» **Your goal**
Starting at the line that contains "Label every chick's eye" and ending with the last line of the data, write out every line again, requests included, raising each coordinate in the answers by 129.

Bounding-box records
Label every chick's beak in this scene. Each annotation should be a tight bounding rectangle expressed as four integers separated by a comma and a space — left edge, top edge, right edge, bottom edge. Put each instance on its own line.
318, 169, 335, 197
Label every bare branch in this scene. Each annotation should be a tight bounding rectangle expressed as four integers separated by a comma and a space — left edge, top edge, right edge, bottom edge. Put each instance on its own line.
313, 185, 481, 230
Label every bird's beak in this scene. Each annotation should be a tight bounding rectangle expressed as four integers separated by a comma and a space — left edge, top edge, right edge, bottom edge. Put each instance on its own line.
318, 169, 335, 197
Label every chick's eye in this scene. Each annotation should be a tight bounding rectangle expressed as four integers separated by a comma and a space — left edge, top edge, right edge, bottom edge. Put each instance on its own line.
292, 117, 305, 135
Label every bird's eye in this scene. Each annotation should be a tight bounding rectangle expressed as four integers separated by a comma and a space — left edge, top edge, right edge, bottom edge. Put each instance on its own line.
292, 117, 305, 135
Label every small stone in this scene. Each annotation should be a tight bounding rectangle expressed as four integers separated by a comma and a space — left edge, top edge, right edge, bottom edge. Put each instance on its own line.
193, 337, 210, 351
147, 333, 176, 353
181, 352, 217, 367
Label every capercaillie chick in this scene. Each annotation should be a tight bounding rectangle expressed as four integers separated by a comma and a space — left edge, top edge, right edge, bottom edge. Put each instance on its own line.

» **Response**
Label every chick's eye in this scene. Each annotation should be a tight bounding rectangle expressed as four integers separated by a comma and a space — left edge, top edge, right edge, bottom edge. Put each instance on its own line.
421, 246, 434, 264
Label every bird's eye in this scene. Each annotation should be a tight bounding rectangle expressed as four integers separated by a comma and a space — left edge, top edge, right edge, bottom edge. Put each instance on its own line.
421, 246, 434, 264
Label every small stone in this scene. Each annotation should be a tight bounding rectangle expressed as four integers separated by a comma and a space — left edge, top edge, right edge, bottom edge. Put each instance on its own line.
322, 466, 339, 480
276, 462, 305, 482
310, 481, 346, 496
Label every capercaillie chick in this scene. Each annotation should be a tight bounding rectangle expressed as four integers separated by a comma and a space — left edge, top edge, right edge, bottom edge. Put each instance on its own line.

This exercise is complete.